_WHAT THIS TASK INVOLVES_: Write out the passage from the article on the Chicago Cubs signing Scott Baker word for word, beginning with "No Mystery As" and ending after "with the Minnesota Twins.".

_SELECTED TEXT_:
No Mystery As To Why Chicago Cubs Signed Scott Baker

By Randy Holt
Jesse Johnson-US PRESSWIRE

The Chicago Cubs made their first move in what promises to be a busy offseason on Tuesday, when they signed free agent pitcher Scott Baker to a one-year contract. Baker is coming off of Tommy John surgery, but was a solid pitcher during his time with the Minnesota Twins.

Baker actually had the best season of his career in 2011, which was the last time he saw action. He finished the year with a 3.14 ERA and posted the best K/BB ratio of his career. Of course, that was pitching in something of a pitcher’s park at Target Field.

The Cubs are paying Baker $5.5 million in the one year deal, with plenty of performance bonuses. That’s a hefty price to pay for a guy who hasn’t pitched in over a year. Nonetheless, it’s a solid deal when you look only at the transaction, though it could be a bit puzzling as well.

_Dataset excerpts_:
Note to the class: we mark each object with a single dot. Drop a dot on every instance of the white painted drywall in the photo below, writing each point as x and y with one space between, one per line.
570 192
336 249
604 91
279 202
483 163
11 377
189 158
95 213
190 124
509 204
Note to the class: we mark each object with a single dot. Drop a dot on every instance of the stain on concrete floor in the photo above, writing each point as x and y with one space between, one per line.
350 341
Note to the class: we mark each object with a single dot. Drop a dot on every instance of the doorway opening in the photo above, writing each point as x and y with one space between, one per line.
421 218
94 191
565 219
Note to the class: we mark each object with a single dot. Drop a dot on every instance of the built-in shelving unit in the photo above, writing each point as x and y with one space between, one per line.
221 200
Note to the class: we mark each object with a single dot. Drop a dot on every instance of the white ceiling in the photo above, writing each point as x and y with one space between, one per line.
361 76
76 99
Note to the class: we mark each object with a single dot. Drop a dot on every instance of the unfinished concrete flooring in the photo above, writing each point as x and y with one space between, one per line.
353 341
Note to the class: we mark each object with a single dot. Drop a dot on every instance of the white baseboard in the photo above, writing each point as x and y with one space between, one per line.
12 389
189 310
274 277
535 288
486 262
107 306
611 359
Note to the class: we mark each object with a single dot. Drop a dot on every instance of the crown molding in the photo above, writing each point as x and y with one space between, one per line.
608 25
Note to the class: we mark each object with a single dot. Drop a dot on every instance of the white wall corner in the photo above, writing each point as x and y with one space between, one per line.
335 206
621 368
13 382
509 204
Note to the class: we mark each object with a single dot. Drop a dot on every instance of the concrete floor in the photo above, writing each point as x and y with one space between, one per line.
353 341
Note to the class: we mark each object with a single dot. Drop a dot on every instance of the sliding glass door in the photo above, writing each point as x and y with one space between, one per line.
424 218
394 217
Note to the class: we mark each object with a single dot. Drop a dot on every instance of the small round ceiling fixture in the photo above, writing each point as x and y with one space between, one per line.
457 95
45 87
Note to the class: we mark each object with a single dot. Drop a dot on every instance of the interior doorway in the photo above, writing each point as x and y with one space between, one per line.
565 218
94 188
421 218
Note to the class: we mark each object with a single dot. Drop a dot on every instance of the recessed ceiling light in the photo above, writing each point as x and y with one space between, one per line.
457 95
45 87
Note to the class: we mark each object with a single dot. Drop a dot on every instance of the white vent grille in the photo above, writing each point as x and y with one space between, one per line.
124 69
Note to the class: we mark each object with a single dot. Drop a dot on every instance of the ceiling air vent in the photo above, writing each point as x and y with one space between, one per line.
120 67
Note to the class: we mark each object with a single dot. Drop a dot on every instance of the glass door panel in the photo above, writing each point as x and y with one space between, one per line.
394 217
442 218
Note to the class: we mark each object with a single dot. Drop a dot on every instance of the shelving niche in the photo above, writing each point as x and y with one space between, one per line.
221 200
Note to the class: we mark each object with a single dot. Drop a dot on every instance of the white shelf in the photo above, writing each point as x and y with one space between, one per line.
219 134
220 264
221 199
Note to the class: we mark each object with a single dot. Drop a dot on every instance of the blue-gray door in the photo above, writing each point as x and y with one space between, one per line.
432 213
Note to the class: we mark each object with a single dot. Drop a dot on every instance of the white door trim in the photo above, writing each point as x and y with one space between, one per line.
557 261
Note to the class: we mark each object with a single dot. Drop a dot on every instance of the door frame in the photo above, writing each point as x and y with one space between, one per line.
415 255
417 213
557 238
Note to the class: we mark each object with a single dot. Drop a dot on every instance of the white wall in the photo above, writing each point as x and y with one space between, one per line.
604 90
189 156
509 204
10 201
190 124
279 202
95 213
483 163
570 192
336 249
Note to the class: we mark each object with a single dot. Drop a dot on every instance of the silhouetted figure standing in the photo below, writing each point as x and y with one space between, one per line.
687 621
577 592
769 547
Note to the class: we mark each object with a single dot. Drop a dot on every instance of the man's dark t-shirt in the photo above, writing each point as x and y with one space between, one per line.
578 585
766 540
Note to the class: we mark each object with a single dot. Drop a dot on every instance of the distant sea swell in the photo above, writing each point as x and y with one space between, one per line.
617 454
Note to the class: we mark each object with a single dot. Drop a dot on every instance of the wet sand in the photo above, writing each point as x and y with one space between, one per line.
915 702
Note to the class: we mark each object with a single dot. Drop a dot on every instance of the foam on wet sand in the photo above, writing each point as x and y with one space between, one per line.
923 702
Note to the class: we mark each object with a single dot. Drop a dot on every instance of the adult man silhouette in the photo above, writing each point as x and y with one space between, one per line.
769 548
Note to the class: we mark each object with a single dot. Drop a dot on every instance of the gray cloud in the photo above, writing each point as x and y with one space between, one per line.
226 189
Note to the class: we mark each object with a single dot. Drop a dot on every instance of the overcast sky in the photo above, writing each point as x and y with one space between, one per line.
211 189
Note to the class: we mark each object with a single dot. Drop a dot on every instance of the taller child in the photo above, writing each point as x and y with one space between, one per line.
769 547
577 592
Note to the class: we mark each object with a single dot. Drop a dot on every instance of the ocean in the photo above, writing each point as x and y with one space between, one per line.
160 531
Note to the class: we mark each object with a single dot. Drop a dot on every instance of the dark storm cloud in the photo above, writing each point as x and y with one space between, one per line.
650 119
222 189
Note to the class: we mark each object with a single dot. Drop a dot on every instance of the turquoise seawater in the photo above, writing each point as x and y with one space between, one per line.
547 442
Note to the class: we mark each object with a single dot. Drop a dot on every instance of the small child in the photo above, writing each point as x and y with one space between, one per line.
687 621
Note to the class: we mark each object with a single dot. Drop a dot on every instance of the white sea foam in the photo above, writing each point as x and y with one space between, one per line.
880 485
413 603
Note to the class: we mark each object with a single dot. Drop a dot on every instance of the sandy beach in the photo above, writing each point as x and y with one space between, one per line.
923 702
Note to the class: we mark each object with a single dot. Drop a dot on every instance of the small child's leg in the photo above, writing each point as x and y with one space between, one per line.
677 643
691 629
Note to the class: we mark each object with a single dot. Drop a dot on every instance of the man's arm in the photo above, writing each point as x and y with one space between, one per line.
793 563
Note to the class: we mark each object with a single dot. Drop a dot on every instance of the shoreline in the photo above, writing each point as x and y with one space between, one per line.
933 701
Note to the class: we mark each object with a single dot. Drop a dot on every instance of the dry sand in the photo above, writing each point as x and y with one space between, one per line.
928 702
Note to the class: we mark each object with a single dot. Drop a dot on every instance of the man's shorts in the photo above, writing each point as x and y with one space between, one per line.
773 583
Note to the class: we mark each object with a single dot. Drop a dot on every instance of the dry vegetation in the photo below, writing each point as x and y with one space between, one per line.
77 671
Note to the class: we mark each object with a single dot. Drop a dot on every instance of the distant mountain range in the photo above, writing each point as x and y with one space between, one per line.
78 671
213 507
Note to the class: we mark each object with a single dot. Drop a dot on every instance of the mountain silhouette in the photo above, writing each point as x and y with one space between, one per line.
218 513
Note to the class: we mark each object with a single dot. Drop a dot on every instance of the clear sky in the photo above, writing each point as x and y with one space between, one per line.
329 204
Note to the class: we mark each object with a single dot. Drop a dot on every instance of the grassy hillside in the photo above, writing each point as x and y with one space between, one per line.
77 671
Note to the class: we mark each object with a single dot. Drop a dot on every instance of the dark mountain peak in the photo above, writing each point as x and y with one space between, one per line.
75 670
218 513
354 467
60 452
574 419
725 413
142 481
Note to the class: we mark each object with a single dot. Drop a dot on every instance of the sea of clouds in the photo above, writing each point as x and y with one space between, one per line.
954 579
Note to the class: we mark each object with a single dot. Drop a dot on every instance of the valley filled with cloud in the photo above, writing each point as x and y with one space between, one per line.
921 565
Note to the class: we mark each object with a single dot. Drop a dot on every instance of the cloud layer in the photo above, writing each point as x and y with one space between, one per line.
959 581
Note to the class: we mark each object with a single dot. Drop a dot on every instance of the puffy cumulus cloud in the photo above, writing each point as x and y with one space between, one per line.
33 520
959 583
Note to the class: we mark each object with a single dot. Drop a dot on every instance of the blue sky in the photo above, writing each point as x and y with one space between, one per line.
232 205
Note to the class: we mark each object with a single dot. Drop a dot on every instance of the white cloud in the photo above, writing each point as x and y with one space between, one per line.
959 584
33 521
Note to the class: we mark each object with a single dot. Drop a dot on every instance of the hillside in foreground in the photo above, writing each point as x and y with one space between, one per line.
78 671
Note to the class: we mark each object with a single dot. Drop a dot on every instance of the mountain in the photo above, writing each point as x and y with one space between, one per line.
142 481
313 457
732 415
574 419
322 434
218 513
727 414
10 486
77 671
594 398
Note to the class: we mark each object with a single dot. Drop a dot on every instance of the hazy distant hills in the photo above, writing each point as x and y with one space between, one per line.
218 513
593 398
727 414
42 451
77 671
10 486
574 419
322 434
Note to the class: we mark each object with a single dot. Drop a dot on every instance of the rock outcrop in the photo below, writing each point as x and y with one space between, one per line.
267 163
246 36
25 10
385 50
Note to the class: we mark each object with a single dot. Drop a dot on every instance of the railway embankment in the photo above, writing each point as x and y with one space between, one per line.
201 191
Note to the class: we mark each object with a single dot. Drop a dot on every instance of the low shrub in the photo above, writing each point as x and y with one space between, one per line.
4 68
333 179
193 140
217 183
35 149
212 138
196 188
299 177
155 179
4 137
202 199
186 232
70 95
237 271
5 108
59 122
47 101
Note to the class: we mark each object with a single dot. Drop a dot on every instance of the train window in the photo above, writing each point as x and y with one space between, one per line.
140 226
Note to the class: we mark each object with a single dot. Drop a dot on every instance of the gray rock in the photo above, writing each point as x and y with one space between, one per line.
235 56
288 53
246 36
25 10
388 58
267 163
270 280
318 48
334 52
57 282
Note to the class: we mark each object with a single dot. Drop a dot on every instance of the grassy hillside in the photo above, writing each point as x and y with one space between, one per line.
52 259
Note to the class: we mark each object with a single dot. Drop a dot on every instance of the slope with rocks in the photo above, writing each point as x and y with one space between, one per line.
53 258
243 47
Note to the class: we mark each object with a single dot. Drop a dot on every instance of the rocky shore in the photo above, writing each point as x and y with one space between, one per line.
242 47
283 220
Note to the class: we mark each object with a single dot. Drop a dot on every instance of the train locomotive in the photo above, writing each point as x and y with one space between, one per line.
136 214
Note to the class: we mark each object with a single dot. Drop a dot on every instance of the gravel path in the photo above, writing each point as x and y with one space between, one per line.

_YOUR SOLUTION_:
No Mystery As To Why Chicago Cubs Signed Scott Baker

By Randy Holt
Jesse Johnson-US PRESSWIRE

The Chicago Cubs made their first move in what promises to be a busy offseason on Tuesday, when they signed free agent pitcher Scott Baker to a one-year contract. Baker is coming off of Tommy John surgery, but was a solid pitcher during his time with the Minnesota Twins.